— Directions for this task —
The material below holds pictures; leave them out and reproduce exactly the lines from the one with "Would you please tag the bare" through the one with "Would you please tag the small red", inclusive.

— Exercise material —
* * * * *

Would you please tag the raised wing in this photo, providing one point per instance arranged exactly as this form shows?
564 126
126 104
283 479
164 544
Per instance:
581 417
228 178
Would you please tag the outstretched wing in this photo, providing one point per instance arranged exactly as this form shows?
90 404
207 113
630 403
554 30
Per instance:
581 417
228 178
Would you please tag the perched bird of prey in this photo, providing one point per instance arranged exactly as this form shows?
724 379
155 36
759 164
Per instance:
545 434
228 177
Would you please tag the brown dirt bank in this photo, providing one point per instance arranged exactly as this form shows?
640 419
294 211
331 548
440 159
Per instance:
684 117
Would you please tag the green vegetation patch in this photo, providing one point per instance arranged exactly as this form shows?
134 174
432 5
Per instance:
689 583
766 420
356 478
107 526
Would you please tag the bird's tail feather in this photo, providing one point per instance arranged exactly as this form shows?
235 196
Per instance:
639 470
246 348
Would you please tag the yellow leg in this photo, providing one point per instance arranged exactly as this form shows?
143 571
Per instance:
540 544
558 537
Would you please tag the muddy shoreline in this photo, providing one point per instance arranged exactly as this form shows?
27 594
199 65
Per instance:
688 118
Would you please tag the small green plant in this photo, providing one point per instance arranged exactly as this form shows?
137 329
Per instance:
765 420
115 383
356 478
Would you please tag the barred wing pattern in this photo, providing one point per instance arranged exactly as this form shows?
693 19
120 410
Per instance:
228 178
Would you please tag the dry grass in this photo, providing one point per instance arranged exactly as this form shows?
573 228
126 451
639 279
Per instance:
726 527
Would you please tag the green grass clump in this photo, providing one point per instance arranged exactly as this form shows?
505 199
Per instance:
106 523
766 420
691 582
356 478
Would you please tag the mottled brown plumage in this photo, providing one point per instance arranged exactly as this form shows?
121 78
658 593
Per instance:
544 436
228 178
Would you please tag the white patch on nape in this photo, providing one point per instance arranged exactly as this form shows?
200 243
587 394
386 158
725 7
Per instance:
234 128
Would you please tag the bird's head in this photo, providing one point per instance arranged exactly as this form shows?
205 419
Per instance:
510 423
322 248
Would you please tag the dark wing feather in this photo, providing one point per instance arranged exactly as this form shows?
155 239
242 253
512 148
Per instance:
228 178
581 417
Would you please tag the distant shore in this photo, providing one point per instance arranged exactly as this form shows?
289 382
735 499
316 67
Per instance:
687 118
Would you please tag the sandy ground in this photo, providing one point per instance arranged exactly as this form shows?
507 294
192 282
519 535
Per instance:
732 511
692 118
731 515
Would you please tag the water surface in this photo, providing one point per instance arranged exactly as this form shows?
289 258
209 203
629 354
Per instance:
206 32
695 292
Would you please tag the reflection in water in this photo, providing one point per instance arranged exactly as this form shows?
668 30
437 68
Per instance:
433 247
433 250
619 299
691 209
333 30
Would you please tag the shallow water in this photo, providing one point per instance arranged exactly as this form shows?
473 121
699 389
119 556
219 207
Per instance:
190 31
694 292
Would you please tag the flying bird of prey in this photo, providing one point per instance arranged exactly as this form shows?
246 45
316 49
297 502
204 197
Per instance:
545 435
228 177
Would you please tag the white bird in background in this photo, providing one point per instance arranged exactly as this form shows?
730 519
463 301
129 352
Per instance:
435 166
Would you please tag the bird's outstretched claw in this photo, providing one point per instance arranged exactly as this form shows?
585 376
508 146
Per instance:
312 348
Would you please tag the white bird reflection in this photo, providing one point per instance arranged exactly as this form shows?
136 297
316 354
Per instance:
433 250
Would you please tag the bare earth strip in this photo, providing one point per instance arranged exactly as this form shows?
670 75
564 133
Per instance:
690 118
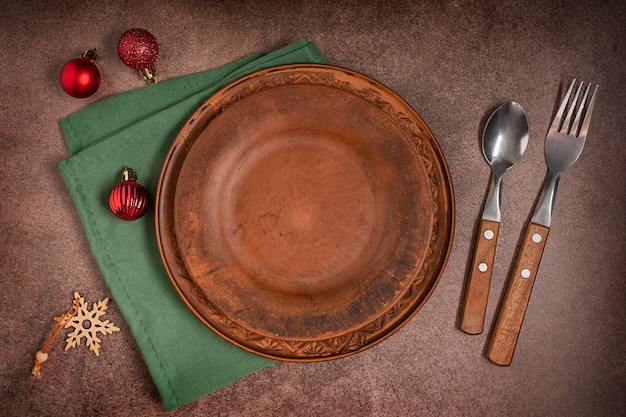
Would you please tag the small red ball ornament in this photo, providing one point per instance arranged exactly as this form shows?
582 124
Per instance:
138 49
129 200
80 77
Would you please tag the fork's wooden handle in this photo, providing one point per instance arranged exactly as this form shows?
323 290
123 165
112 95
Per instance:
479 280
513 309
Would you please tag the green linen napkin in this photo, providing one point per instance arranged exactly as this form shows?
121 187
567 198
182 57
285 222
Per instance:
185 358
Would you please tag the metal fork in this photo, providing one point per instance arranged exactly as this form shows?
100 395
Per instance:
564 143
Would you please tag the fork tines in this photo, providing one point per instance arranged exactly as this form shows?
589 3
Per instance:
584 111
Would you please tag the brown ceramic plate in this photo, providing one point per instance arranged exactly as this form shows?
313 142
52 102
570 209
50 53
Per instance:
305 212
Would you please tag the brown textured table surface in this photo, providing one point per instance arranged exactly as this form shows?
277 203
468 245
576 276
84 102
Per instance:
453 61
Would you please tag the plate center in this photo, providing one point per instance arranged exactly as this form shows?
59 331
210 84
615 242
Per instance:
300 213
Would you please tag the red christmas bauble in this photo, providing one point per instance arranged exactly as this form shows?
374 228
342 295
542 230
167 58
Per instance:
129 200
80 77
139 49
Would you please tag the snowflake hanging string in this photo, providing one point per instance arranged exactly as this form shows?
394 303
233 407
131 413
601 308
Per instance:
86 323
42 355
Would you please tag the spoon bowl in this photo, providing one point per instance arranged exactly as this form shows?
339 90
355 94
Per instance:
504 141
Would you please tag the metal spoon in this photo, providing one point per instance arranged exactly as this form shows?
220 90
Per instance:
504 141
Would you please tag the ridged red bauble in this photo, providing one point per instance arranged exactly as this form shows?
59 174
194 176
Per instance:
129 200
139 49
80 77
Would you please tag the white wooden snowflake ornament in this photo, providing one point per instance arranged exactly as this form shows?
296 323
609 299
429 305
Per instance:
88 324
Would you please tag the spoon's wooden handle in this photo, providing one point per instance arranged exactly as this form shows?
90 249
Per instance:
513 309
479 280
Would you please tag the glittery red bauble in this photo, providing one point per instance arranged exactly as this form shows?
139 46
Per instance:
129 200
80 77
138 49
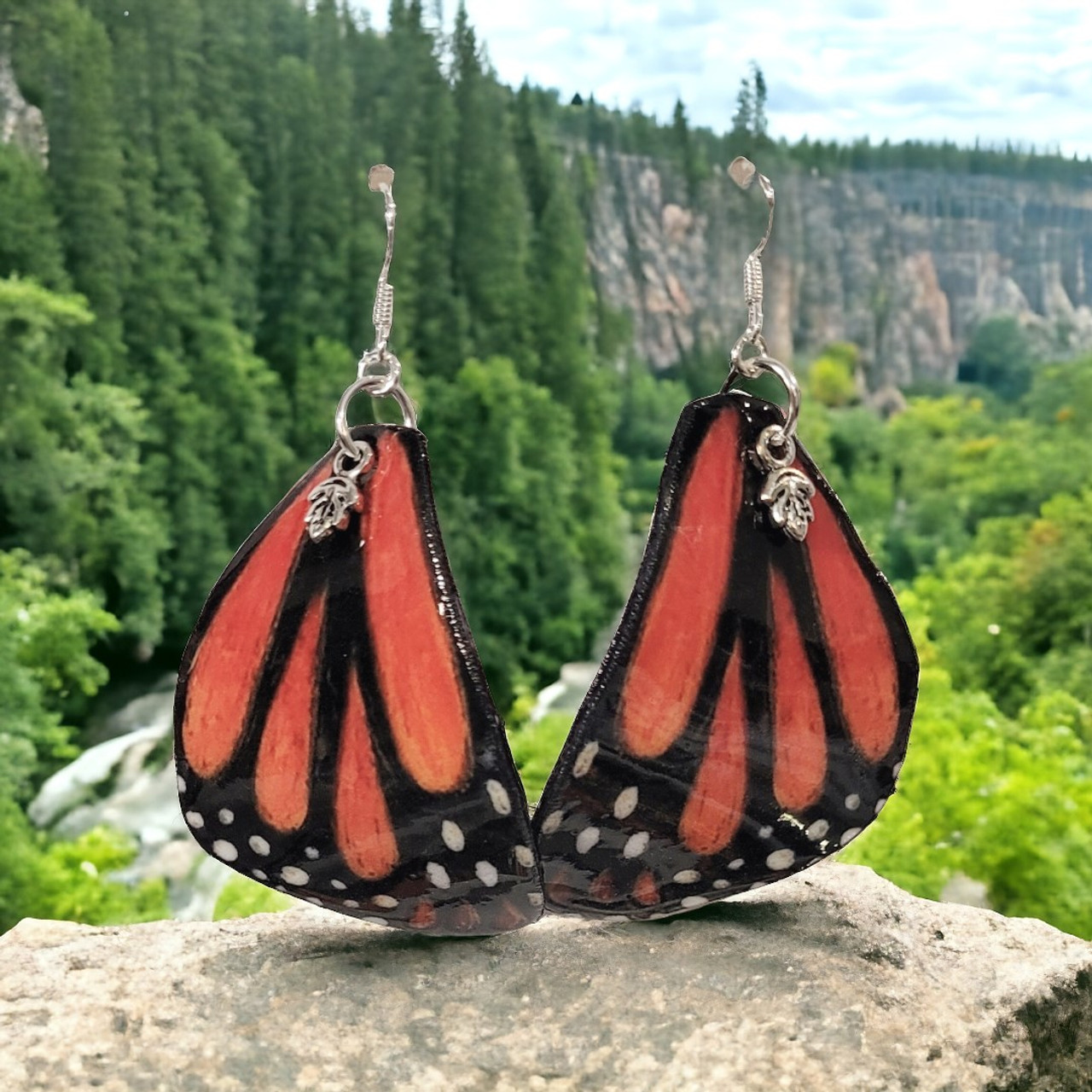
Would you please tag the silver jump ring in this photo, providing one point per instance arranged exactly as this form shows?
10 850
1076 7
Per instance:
377 386
764 363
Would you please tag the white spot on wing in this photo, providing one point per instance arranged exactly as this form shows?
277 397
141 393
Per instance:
438 874
584 759
588 838
780 860
486 873
626 803
499 798
452 835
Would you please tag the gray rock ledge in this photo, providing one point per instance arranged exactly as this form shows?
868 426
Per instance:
834 979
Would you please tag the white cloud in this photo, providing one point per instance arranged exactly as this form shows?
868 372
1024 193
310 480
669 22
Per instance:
928 70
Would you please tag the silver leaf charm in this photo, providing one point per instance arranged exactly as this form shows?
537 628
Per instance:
788 495
331 503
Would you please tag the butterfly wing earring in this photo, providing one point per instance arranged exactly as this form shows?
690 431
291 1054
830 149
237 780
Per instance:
753 708
334 734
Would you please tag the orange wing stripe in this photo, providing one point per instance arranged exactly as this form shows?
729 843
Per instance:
716 806
282 775
230 653
414 655
681 624
860 642
799 733
362 822
644 889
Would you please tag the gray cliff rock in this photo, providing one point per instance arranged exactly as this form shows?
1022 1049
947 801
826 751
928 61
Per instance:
904 264
831 979
20 124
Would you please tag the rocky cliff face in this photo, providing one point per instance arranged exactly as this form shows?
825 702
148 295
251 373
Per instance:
20 123
904 264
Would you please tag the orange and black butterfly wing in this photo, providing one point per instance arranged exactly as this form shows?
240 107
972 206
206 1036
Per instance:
753 708
334 734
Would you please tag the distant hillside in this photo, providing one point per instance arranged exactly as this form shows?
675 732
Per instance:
903 262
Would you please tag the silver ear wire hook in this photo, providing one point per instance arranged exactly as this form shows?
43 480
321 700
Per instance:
378 374
381 180
787 491
743 172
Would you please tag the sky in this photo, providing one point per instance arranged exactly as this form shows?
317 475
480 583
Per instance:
835 69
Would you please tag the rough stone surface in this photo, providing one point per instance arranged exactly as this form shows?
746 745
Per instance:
831 979
904 264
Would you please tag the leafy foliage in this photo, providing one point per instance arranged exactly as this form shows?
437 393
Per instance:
68 880
183 293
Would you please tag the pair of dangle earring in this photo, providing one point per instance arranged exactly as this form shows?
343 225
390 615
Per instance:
335 737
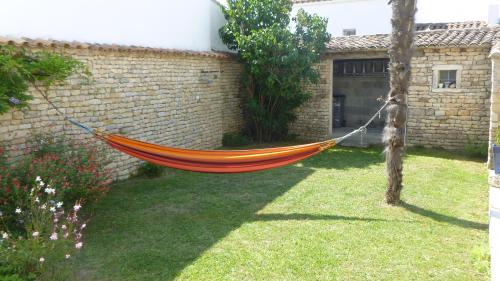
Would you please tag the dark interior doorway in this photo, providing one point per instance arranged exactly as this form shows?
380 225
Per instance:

* * * * *

— Expected answer —
Would you please tag the bare earth strip in this photo, providing one point per instance arranged exactly as this form shows?
670 75
564 133
Per instance:
690 118
Would you please tag the small red ball ornament in this photo, providing one point per instance arranged exactly as this form shows?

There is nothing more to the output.